* **WHAT YOU NEED TO DO**
Locate each line in the items below that contains the word "cloud" and copy those lines. Letter case matters when matching.

BEGIN STORED ROWS

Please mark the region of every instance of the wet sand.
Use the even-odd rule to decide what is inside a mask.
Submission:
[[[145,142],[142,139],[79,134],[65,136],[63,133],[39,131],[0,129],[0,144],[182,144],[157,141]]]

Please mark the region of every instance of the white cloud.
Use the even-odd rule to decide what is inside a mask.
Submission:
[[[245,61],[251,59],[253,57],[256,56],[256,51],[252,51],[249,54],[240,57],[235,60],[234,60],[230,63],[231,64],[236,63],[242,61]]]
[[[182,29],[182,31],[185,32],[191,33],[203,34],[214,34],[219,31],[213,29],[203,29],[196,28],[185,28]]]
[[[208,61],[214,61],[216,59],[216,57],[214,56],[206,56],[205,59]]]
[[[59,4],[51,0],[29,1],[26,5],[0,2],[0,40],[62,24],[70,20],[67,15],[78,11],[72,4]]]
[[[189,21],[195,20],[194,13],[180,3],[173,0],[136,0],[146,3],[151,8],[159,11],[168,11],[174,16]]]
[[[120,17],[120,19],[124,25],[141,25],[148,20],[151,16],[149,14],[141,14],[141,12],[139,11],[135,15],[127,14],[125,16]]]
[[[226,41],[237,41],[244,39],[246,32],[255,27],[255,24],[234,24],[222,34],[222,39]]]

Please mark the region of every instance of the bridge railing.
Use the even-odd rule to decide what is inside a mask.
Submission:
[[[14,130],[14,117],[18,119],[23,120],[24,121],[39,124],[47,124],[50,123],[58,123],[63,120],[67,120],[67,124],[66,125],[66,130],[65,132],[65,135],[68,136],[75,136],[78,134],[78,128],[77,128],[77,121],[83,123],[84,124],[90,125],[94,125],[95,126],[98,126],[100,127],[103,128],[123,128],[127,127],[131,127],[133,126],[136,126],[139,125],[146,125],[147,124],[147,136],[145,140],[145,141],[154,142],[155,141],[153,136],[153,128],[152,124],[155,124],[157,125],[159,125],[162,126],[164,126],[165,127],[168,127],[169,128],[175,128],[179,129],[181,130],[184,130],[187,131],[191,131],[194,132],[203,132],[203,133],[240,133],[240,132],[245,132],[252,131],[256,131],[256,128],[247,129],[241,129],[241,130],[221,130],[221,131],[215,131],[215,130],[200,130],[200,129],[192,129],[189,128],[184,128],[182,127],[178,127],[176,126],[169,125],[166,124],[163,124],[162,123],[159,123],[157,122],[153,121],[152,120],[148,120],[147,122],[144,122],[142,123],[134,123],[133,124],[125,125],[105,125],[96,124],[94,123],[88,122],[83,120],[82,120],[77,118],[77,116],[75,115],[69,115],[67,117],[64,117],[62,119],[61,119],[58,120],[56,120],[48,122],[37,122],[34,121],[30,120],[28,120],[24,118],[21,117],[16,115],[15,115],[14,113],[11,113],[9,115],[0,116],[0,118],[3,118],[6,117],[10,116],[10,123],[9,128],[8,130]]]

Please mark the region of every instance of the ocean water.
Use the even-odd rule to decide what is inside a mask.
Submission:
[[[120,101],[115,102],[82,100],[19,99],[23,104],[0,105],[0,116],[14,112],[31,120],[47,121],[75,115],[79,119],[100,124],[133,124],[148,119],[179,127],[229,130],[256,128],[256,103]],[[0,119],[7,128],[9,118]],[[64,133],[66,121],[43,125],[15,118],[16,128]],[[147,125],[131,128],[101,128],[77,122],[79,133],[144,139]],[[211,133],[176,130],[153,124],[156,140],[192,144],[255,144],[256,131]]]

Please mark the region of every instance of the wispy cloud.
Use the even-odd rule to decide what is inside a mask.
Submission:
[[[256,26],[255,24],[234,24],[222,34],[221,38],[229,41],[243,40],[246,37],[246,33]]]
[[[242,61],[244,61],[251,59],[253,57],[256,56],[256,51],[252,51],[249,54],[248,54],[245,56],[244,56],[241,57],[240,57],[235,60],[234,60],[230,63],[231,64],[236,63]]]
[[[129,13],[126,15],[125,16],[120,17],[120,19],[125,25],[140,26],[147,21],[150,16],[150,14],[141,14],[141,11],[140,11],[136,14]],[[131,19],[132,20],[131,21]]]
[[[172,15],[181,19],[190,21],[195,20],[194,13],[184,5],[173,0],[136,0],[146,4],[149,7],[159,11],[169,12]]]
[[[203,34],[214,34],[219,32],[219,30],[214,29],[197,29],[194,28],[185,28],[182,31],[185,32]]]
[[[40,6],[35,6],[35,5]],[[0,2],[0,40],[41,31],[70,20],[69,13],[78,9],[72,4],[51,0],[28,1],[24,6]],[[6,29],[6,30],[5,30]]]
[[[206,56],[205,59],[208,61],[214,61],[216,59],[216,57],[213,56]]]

END STORED ROWS

* **THE SOLUTION**
Please mark the region of every instance of the white cloud.
Please mark the region of every instance of the wispy cloud.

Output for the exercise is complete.